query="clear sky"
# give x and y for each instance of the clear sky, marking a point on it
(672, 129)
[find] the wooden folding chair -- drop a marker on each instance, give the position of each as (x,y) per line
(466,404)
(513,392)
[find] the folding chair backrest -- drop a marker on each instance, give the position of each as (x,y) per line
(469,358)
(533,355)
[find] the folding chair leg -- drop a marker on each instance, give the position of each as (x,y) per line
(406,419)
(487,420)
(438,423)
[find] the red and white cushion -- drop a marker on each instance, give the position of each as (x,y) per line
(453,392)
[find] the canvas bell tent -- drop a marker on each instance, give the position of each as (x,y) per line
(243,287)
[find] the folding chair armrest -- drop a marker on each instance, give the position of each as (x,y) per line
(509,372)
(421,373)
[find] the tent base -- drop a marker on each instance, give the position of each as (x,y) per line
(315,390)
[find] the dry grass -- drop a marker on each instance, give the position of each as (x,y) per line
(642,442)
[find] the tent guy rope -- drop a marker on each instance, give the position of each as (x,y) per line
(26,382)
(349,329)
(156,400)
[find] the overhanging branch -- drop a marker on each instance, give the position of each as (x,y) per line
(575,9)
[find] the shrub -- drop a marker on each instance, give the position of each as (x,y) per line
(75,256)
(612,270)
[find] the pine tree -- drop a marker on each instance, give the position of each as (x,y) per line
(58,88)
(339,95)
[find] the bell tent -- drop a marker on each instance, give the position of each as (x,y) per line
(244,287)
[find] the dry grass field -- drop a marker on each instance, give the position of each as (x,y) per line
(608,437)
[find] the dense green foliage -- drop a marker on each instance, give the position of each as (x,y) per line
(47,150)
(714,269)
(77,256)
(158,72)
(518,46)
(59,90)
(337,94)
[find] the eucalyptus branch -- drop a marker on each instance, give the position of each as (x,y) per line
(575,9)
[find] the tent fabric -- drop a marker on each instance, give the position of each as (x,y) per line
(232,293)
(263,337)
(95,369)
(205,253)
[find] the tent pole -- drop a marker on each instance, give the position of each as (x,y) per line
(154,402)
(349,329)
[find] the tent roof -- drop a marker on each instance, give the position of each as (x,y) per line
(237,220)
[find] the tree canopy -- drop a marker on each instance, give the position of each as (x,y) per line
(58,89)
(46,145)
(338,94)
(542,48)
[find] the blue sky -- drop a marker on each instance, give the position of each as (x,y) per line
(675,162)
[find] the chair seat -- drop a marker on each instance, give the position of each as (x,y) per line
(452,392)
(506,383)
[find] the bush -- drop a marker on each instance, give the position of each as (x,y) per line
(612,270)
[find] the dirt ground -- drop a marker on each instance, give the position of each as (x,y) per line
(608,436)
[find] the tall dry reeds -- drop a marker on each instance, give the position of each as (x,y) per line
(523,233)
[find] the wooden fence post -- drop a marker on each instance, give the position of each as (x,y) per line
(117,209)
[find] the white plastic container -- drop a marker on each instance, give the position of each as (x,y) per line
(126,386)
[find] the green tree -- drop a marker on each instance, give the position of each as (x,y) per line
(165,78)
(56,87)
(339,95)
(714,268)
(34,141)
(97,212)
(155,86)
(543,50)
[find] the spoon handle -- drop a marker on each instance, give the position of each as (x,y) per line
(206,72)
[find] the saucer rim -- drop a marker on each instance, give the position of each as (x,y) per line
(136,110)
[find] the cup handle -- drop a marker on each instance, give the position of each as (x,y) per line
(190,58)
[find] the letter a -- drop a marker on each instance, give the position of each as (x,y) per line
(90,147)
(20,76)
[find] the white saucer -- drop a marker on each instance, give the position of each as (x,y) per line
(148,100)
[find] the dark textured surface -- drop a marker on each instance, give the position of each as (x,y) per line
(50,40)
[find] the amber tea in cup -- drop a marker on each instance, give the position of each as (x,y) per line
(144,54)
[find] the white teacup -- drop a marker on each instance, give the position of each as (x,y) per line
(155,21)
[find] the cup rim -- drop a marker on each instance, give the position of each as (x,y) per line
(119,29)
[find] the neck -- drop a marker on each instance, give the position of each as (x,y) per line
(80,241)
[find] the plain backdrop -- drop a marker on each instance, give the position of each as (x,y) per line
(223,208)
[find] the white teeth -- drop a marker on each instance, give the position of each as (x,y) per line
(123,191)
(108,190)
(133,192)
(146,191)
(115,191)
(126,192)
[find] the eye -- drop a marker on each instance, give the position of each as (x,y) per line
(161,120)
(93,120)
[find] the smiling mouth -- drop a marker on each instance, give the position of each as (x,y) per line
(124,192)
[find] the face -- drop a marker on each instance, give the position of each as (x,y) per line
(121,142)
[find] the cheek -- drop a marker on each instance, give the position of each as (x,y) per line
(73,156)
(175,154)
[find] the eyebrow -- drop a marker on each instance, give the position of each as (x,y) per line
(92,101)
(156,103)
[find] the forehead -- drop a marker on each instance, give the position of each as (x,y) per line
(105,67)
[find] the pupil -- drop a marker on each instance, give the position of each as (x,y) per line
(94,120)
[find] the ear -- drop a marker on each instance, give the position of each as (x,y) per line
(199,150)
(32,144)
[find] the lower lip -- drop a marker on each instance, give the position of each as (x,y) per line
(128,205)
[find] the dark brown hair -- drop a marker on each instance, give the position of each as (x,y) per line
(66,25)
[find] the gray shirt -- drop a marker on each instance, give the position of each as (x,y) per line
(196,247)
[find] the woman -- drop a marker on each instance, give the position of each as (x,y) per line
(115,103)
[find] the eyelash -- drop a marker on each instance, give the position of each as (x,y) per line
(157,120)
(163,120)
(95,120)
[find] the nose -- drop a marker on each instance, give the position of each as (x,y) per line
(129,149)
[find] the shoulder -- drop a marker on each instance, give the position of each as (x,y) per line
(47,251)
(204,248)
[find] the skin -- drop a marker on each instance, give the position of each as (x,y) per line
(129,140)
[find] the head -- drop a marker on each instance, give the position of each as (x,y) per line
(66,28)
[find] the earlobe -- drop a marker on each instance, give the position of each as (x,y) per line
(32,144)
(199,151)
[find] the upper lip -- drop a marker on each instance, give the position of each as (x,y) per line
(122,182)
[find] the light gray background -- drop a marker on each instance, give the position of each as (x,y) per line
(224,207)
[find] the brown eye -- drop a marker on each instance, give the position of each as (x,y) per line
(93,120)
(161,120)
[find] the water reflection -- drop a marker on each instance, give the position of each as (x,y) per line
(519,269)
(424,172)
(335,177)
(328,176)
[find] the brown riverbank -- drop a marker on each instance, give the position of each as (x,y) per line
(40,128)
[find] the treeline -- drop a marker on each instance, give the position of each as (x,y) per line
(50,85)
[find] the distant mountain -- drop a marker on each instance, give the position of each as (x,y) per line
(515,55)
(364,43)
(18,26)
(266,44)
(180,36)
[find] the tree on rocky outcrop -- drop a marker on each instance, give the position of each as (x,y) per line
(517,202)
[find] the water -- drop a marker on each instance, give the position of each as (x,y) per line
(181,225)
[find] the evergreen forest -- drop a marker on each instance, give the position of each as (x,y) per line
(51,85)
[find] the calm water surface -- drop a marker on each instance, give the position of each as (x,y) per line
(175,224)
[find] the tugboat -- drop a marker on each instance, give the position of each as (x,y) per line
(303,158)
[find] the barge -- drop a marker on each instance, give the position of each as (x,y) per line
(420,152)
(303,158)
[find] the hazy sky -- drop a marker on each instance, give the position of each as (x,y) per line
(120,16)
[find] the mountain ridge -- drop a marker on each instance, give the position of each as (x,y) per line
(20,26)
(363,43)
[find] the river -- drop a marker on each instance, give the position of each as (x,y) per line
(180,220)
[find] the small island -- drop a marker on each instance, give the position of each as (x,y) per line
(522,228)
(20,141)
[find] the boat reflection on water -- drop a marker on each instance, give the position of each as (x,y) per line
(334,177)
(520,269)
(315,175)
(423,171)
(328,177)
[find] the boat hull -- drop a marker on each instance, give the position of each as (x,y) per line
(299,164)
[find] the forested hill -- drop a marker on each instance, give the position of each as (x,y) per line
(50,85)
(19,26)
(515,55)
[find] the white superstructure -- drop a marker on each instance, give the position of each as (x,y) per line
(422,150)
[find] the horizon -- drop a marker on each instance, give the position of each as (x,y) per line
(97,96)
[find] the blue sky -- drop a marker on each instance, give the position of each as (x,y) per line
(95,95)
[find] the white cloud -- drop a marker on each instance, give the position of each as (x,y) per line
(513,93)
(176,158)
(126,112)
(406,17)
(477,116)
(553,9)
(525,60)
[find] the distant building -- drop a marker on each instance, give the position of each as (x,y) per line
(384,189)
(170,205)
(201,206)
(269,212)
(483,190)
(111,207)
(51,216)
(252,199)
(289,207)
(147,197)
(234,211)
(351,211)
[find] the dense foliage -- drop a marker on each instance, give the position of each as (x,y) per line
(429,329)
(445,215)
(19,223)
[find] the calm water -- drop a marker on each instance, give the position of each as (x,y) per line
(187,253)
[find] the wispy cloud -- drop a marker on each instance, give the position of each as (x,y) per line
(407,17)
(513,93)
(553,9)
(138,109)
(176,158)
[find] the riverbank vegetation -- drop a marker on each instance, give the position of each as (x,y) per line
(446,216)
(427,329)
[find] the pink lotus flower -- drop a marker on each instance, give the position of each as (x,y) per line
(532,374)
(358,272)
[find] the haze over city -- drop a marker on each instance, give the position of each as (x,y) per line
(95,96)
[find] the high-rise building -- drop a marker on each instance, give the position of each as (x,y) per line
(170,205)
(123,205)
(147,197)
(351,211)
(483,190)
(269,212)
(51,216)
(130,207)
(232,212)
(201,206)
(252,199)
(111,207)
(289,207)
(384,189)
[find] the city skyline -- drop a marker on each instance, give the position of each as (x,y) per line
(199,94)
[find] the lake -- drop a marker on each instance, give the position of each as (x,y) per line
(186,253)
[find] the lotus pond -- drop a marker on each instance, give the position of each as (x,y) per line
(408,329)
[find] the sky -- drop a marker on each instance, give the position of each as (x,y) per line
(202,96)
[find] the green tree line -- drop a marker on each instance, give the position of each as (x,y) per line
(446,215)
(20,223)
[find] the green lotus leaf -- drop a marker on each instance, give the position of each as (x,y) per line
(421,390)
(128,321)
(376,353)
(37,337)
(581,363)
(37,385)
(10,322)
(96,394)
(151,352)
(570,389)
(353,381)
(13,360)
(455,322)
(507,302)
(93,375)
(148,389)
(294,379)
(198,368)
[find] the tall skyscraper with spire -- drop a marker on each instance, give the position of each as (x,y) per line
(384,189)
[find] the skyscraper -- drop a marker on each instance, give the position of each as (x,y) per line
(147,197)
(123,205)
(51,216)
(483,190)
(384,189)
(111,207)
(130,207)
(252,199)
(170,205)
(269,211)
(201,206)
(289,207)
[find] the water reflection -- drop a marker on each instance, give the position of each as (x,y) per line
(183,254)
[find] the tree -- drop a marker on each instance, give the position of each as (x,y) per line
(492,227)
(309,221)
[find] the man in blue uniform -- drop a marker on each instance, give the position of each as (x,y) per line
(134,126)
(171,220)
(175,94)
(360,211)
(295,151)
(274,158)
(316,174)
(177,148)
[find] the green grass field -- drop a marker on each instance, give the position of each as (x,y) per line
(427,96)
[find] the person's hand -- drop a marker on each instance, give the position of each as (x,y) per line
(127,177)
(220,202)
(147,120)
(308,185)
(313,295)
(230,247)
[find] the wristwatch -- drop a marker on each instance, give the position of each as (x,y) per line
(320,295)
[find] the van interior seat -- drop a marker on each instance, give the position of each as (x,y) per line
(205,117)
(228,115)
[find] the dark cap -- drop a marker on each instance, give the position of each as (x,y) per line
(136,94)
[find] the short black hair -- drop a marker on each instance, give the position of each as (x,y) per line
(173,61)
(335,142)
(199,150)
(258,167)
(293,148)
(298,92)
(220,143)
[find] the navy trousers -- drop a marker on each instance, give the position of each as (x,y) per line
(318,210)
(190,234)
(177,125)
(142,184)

--- --- ---

Lines from the one containing "[find] the skyscraper" through the end of the data above must be written out exactly, and no other lines are needed.

[find] the skyscraper -- drop a marker on each instance, give the position of each as (x,y) per line
(147,197)
(123,205)
(51,216)
(483,190)
(384,189)
(111,207)
(130,207)
(252,199)
(170,205)
(269,211)
(201,206)
(289,207)
[find] the water reflection -- drop a marker on each instance, give the position of each as (x,y) per line
(183,254)
[find] the tree -- drop a marker on each instance, give the position of each as (x,y) per line
(492,227)
(309,221)
[find] the man in blue uniform -- drop a marker on each instance, give the position of each as (x,y) per line
(134,126)
(171,220)
(175,94)
(360,211)
(295,151)
(274,158)
(316,174)
(177,148)
[find] the green grass field -- drop a marker on each instance, give the position of each as (x,y) per line
(427,96)
[find] the person's hand -- drop a marker on each instance, give the position of each as (x,y) per line
(127,177)
(220,202)
(147,120)
(308,185)
(313,295)
(230,247)
[find] the wristwatch -- drop a marker on each instance, give the position of each as (x,y) per line
(320,295)
[find] the van interior seat -- drop a marker on each instance, give the position of each as (x,y) per line
(205,117)
(228,115)
[find] the dark cap -- drop a marker on each instance, give the position of each as (x,y) per line
(136,94)
[find] the short black hair -- drop a marker on each instance, give the position of each as (x,y) per line
(173,61)
(335,142)
(199,150)
(258,167)
(293,148)
(298,92)
(220,143)
[find] the navy trousers -- drop a marker on each instance, give the position of each as (x,y) per line
(318,210)
(190,234)
(177,125)
(142,184)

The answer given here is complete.